-- Tareas del ejercicio --
1) Cita, sin cambiar nada, el tramo del fragmento sobre el bachillerato de Carlos Fonseca que va desde "Su tesis de" hasta "satisfacer las necesidades.".
2) En el fragmento sobre el bachillerato de Carlos Fonseca, convierte en una lista breve el párrafo que empieza con "Su tesis de bachillerato fue". Conserva sus datos principales.

-- Fragmento de texto --
----------

Bachiller, el mejor alumno

Los estudios de secundaria de Carlos Fonseca finalizaron con una velada solemne de muchachos callados y padres de familia que sonreían un poco más allá de lo común. Ese día –el 2 de marzo de 1955– bachiller, circunspecto, fue condecorado con “La Estrella de Oro” por el doctor Heliodoro Montes. Observaba, con ojos también miopes, Carlos Arroyo Buitrago, aficionado a las reglas de la dignidad y al uso de la retórica. Estuve presente cuando Carlos pronunció, en nombre de los estudiantes, un discurso del que no recuerdo una sola palabra.

Su tesis de bachillerato fue “El capital y el trabajo”. Allí sostenía que los tres factores que intervienen en la producción están constituidos por la naturaleza, el trabajo y el capital, y que el trabajo es el esfuerzo premeditado y consciente que se hace para satisfacer las necesidades.

----------

-- Datos en bruto --
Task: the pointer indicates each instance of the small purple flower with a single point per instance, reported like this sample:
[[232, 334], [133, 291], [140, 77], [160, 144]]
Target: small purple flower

----------

-- Soluciones en orden --
1)
Su tesis de bachillerato fue “El capital y el trabajo”. Allí sostenía que los tres factores que intervienen en la producción están constituidos por la naturaleza, el trabajo y el capital, y que el trabajo es el esfuerzo premeditado y consciente que se hace para satisfacer las necesidades.

2)
- Título de la tesis: "El capital y el trabajo".
- Factores que intervienen en la producción: la naturaleza, el trabajo y el capital.
- Definición de trabajo: el esfuerzo premeditado y consciente que se hace para satisfacer las necesidades.